**GIVEN TASK:** In the forum thread about the missing Shetland gelding, list every detail given from Murphy's passport, along with its value.

**PROVIDED PASSAGE:**
# Missing On Loan...Murphy Shetland gelding



## joeanne (29 May 2011)

Murphy was taken on loan 8 years ago. Owner went to check on Murphy recently, to discover he was no longer at the loaner's yard.
Owner called loanee who informed her she had loaned the pony to her friend. Owner informed loanee she required the address as she wished to collect pony and take him home.
Arrangements were made to take the pony back to loanee and owner would collect. Phone call tonight from loanee saying she was not going to destroy her friends life by removing the pony from her, and the pony is "away competing".
Owner will log pony as stolen first thing in the morning.
Murphy is a dak brown miniture shetland gelding.
He is 16 yrs old. 
He was put on loan in the Petersfield area in Hampshire.
Pics to follow along with contact details.


----------



## stormhorse (30 May 2011)

has the owner been in touch with missing horses on loan & sorted out details on ned online?


----------



## joeanne (30 May 2011)

waiting for MHOL to respond.
Details as on passport:
Name: Murphy
Sex: Gelding
Breed: unregistered shetland pony
DOB:1993
Microchip: 958000000644355
Colour: Dun (not brown as stated).
We have contact details for the lady who loaned him, but she refuses to return the pony to his rightful owner.
Its believed the pony may have been sold on.


----------



## Cuffey (30 May 2011)

Does owner still have passport or passport number Joeanne?

Please can she associate herself with pony on NED and fill in report for Missing on Loan
http://www.nedonline.co.uk/public/LostStolen.aspx


----------



## joeanne (30 May 2011)

Have already advised her to do so Cuffey, and we are awaiting contact from MHOL.
Very frustrating, but we DO have an address for loanee, and contact details.
Owner is also contacting microchipping database to flag him as stolen.


----------



## joeanne (31 May 2011)

Now listed as missing on loan on NED....


----------



## joeanne (31 May 2011)

Murphy.....


----------



## JessandCharlie (1 June 2011)

Hope he's back home and safe soon! 

J&C


----------



## joeanne (1 June 2011)

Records
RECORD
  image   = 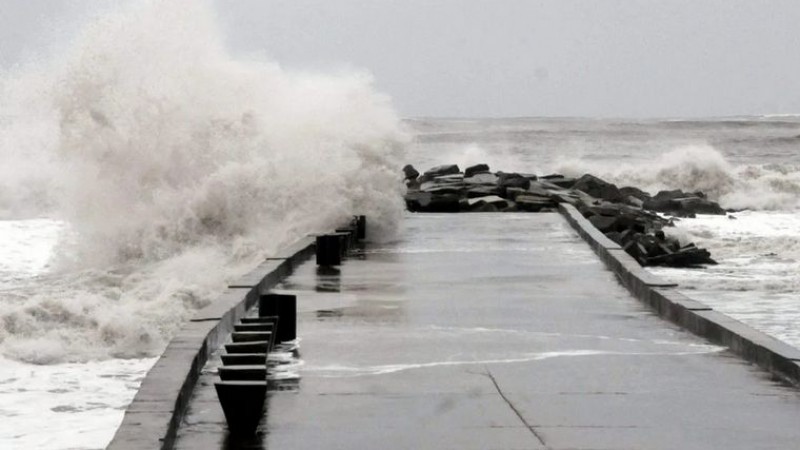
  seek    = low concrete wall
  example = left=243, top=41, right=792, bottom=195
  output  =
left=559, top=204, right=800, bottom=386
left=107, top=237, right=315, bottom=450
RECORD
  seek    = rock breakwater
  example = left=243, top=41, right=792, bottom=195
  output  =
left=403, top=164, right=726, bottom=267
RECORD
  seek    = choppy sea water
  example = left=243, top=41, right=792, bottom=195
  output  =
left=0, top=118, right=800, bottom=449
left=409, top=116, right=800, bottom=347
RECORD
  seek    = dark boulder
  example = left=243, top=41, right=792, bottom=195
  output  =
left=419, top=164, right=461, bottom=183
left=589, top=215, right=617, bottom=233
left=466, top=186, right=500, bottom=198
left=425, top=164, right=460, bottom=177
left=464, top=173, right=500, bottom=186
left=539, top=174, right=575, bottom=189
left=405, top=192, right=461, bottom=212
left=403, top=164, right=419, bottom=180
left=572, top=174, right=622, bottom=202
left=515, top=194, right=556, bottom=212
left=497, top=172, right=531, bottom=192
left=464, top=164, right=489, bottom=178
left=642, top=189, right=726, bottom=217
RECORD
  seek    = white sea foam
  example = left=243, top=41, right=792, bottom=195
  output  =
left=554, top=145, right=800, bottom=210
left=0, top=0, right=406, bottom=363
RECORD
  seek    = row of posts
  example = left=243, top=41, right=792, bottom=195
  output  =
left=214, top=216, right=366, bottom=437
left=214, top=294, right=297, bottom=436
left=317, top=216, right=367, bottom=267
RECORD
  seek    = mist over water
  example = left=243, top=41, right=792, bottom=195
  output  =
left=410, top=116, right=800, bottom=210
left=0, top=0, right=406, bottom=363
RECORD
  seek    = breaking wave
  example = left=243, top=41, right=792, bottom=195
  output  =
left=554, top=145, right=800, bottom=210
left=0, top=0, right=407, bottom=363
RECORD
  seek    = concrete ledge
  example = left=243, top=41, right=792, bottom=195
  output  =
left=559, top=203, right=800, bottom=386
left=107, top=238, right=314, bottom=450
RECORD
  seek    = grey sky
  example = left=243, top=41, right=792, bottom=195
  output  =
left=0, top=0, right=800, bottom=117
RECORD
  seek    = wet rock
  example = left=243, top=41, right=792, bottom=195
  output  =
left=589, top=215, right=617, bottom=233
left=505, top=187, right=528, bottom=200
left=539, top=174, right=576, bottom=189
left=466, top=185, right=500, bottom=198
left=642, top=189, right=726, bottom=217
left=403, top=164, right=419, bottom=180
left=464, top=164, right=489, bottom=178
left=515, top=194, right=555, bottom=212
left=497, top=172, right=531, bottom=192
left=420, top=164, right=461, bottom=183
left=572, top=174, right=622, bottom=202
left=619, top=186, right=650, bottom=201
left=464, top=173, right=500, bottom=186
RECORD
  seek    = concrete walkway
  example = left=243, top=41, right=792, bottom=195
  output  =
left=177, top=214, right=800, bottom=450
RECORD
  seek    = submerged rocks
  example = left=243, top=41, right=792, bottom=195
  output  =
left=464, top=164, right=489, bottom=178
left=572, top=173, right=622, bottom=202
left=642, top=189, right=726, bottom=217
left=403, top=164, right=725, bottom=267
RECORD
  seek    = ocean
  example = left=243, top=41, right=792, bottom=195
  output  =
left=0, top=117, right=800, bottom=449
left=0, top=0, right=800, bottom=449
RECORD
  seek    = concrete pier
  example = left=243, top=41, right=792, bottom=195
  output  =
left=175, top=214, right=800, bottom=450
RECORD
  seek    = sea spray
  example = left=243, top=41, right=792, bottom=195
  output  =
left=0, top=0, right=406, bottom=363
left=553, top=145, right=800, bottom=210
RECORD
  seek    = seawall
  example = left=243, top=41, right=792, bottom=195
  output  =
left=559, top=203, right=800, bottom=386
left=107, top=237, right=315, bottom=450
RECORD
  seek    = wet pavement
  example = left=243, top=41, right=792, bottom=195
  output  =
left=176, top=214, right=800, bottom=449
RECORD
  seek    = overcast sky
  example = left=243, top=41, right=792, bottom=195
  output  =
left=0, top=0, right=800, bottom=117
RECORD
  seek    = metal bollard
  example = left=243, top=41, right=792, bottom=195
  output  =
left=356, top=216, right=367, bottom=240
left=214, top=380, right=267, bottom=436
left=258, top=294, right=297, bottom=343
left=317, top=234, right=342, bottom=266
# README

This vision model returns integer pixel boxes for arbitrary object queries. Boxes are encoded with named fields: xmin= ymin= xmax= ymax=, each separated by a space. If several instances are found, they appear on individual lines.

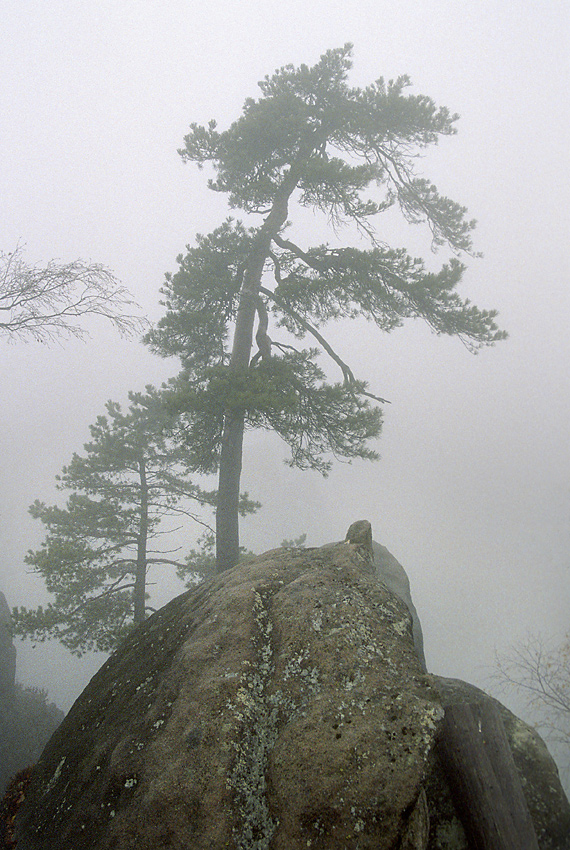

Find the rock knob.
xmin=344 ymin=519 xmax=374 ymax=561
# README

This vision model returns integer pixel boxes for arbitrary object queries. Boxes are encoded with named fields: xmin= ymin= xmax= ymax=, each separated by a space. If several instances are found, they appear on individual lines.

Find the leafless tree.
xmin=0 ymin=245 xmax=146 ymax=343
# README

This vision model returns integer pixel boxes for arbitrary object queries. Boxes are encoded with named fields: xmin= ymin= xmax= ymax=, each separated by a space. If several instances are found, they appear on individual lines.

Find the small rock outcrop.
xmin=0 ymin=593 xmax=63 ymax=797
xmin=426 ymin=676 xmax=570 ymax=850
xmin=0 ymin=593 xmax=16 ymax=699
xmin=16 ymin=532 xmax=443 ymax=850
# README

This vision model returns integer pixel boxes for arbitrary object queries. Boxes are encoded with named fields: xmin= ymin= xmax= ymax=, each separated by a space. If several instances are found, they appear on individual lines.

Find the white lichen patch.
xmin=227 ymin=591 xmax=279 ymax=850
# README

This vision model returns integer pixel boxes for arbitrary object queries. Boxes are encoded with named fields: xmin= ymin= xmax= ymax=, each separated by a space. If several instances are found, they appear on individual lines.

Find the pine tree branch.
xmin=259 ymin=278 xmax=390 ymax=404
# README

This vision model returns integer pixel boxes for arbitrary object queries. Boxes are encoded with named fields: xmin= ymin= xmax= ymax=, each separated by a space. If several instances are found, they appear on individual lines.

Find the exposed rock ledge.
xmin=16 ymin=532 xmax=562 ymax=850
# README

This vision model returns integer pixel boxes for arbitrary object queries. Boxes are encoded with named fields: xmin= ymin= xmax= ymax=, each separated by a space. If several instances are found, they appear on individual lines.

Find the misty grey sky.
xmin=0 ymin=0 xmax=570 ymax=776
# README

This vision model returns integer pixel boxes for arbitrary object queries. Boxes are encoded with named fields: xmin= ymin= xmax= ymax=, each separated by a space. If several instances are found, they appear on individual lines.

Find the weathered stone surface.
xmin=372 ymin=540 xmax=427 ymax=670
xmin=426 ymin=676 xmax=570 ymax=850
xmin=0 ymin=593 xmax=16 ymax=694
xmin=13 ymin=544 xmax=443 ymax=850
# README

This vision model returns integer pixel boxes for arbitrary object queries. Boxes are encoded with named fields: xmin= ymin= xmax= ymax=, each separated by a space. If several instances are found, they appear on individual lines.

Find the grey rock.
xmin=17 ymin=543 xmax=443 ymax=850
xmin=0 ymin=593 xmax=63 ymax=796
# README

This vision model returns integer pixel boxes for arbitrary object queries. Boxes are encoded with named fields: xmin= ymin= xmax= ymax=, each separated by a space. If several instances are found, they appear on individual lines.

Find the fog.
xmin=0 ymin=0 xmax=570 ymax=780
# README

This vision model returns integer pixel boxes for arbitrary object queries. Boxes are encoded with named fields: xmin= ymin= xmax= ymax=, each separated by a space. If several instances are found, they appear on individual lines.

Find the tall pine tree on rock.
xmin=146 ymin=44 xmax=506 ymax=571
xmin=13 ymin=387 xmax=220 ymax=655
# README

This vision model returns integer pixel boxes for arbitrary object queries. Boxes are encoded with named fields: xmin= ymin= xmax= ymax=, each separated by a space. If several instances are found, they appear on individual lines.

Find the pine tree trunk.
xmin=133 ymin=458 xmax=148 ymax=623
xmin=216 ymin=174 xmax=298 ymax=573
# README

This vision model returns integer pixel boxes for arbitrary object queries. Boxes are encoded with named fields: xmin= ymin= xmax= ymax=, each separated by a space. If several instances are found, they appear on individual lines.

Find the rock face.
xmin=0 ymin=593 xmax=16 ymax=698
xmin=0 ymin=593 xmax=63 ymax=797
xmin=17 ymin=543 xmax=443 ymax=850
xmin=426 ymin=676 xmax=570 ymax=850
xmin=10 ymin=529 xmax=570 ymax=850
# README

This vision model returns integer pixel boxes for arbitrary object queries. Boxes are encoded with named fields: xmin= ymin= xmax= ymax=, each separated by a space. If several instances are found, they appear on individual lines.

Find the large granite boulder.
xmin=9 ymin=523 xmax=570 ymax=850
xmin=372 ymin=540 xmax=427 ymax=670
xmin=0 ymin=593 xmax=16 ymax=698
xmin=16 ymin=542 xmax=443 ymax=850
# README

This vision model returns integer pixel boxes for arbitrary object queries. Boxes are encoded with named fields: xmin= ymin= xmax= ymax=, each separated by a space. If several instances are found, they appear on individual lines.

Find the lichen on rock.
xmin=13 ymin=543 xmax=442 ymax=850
--
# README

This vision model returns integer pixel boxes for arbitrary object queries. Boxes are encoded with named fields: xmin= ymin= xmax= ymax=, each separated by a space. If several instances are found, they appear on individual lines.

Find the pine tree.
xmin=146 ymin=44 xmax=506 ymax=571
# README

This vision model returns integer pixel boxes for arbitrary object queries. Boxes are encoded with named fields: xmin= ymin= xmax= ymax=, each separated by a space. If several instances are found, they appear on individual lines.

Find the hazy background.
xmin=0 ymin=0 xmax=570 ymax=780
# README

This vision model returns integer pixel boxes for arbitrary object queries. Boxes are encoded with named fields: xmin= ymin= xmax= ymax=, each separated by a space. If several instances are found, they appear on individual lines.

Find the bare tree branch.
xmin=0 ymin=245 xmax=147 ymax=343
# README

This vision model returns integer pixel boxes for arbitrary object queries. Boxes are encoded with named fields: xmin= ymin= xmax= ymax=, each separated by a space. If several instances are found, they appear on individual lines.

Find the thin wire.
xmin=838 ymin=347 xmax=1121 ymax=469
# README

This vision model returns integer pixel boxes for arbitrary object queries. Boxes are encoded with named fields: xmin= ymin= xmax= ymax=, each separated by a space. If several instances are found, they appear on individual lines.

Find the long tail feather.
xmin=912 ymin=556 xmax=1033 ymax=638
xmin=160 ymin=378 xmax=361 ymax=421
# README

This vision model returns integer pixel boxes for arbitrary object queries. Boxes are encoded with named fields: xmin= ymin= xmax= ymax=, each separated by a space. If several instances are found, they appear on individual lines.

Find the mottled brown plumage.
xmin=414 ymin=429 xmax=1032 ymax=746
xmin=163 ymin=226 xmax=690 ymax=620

**SOLVED PROBLEM:**
- Name: Murphy
- Sex: Gelding
- Breed: unregistered shetland pony
- DOB: 1993
- Microchip: 958000000644355
- Colour: Dun